┌─ Text shown

That, however, wasn't the biggest surprise. I quickly realized that I had no idea how much fun we were destined to have together. The nonstop riffing, the one-liners, the endless laughs--they will be as hard to replace as the journalistic wonderfulness. As Rach said when someone jokingly talked about hiring us both, should that happen, we would no doubt have to be separated.

Not long ago we were at a schmoozefest in Washington and someone was inevitably bemoaning the fact that journalism wasn't fun anymore. Rach turned to me, somewhat puzzled, and wondered what it was that we'd been having all day.

But even more important than the repartee--is anything really more important than the repartee?--was the work. The longer Rach was with the magazine, the more ambitious her undertakings became. One of my favorites was "Adapt or Die," an article in the June/July 2006 issue that explored the efforts of newspaper companies to survive in a rapidly changing media world. The piece won an Arthur Rowse Award for Press Criticism from the National Press Club.

└─

## Problems and tasks:
(A) Please decide whether each statement agrees with the text about Rach, answering yes or no and quoting the words from it that settle the matter: (i) "Adapt or Die" ran in the June/July 2006 issue. (ii) The piece won an award from the Society of Professional Journalists. (iii) The schmoozefest took place in New York.
(B) Count the lines of the records that contain the string "road", treating case as significant, and state only the number.
The records that follow are unrelated to the text about Rach.

┌─ Task data

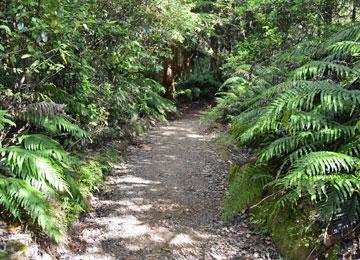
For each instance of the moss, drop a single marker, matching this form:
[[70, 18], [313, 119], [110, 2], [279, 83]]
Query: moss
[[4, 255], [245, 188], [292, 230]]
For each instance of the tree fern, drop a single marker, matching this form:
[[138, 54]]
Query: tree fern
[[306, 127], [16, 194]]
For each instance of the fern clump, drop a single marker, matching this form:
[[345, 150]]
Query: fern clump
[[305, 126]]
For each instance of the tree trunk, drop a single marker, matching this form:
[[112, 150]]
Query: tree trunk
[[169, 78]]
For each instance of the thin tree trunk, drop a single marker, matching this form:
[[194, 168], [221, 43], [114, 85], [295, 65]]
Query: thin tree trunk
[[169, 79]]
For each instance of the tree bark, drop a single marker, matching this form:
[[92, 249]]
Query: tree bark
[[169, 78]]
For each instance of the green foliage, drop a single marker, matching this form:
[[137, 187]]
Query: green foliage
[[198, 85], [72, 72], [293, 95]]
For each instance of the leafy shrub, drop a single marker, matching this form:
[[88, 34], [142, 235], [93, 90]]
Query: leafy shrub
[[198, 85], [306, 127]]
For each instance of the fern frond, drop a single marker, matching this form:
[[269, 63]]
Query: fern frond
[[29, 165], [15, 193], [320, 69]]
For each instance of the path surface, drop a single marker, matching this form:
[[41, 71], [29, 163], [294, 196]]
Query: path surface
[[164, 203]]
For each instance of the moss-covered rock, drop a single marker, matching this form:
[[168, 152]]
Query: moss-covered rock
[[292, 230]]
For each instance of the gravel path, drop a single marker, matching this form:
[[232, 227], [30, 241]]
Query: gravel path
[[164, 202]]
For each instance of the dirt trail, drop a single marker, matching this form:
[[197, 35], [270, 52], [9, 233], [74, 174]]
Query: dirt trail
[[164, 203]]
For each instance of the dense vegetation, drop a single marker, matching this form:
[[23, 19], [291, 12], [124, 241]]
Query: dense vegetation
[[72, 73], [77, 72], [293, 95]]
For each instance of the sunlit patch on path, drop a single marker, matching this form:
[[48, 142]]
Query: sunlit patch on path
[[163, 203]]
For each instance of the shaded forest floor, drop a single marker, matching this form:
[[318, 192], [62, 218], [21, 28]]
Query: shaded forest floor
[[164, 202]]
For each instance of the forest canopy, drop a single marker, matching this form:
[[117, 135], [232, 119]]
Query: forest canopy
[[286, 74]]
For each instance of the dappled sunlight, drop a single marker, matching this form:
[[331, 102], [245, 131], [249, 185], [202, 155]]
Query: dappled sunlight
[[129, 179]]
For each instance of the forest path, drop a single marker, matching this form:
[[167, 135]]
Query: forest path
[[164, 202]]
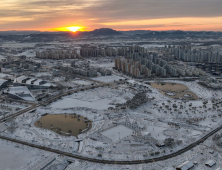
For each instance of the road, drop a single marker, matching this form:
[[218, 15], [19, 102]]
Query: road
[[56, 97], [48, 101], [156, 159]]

└─

## Outputs for the tasks:
(A)
(i) Yes: "an article in the June/July 2006 issue"
(ii) No: "The piece won an Arthur Rowse Award for Press Criticism from the National Press Club."
(iii) No: "we were at a schmoozefest in Washington"

(B) 2